- Sire: Blakeney
- Grandsire: Hethersett
- Dam: Riddlededee
- Damsire: Acropolis
- Sex: Mare
- Foaled: 15 March 1979
- Country: United Kingdom
- Colour: Bay or brown
- Breeder: Lord Halifax
- Owner: Lord Halifax
- Trainer: John Dunlop
- Record: 13: 5-1-2

Major wins
- Cesarewitch Handicap (1982) Irish St Leger (1983)

Awards
- Timeform rating 97 (1982), 120 (1983)

= Mountain Lodge (horse) =

British-bred Thoroughbred racehorse

Mountain Lodge (15 March 1979 - after 2002) was a British Thoroughbred racehorse and broodmare. A specialist stayer she finished unplaced on her only start as a juvenile in 1981 but in the following year she won four races culminating with a victory in the Cesarewitch Handicap over two and a quarter miles. As a four-year-old she struggled for form early in the season but returned to her best in autumn to record her biggest victory in the Irish St Leger. Her win in Ireland made her the first older horse to win an Irish classic race. As a broodmare she produced several winners, the best of them being Compton Ace who won the Gordon Stakes and finished third in the Ascot Gold Cup. Through her daughter Beacon, she is the female-line ancestor of The Oaks winner Sariska.

# [Goal]
Write out the text about Mountain Lodge, starting at "Mountain Lodge (15" and ending at "Oaks winner Sariska.".

# [Location identification items]
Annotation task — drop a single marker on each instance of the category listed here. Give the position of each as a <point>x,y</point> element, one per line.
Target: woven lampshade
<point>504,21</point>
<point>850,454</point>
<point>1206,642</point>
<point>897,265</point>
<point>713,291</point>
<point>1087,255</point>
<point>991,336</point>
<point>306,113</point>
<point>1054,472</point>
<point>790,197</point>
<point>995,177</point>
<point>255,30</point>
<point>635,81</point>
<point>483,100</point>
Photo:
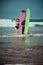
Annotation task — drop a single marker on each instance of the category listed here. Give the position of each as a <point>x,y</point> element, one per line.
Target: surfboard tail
<point>27,21</point>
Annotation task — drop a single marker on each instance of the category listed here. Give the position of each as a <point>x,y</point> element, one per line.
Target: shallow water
<point>22,50</point>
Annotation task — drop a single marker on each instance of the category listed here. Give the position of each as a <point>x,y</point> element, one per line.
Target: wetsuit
<point>23,23</point>
<point>17,26</point>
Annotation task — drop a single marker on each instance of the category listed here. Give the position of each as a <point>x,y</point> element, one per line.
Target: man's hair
<point>23,11</point>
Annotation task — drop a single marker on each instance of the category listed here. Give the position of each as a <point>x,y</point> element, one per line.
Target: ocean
<point>21,50</point>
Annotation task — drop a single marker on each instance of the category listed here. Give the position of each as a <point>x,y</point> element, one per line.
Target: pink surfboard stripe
<point>22,16</point>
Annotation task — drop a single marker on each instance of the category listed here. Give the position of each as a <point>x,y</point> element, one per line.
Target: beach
<point>21,50</point>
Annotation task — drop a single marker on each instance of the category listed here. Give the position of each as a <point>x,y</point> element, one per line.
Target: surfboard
<point>22,16</point>
<point>27,21</point>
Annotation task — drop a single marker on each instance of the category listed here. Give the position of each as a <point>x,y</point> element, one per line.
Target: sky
<point>10,9</point>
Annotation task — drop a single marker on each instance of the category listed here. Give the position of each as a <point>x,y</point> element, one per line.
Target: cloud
<point>7,22</point>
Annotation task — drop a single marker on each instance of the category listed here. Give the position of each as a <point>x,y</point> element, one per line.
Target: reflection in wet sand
<point>31,54</point>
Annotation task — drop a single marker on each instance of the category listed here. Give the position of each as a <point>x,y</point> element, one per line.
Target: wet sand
<point>12,51</point>
<point>31,54</point>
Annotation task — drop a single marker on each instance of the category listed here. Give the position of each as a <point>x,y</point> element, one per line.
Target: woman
<point>17,25</point>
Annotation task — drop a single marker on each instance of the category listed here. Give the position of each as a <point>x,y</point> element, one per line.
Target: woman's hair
<point>23,11</point>
<point>17,19</point>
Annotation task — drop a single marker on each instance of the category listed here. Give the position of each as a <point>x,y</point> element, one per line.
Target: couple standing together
<point>17,24</point>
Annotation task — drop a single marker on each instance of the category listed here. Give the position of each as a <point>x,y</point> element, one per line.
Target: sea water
<point>11,51</point>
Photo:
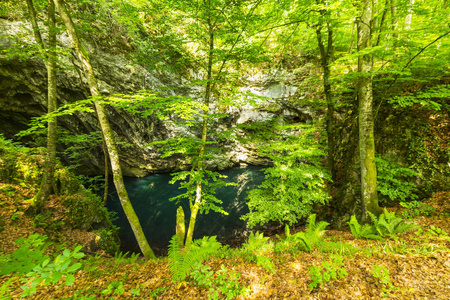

# [Task result]
Mountain Lodge (15 March 1979 - after 2002) was a British Thoroughbred racehorse and broodmare. A specialist stayer she finished unplaced on her only start as a juvenile in 1981 but in the following year she won four races culminating with a victory in the Cesarewitch Handicap over two and a quarter miles. As a four-year-old she struggled for form early in the season but returned to her best in autumn to record her biggest victory in the Irish St Leger. Her win in Ireland made her the first older horse to win an Irish classic race. As a broodmare she produced several winners, the best of them being Compton Ace who won the Gordon Stakes and finished third in the Ascot Gold Cup. Through her daughter Beacon, she is the female-line ancestor of The Oaks winner Sariska.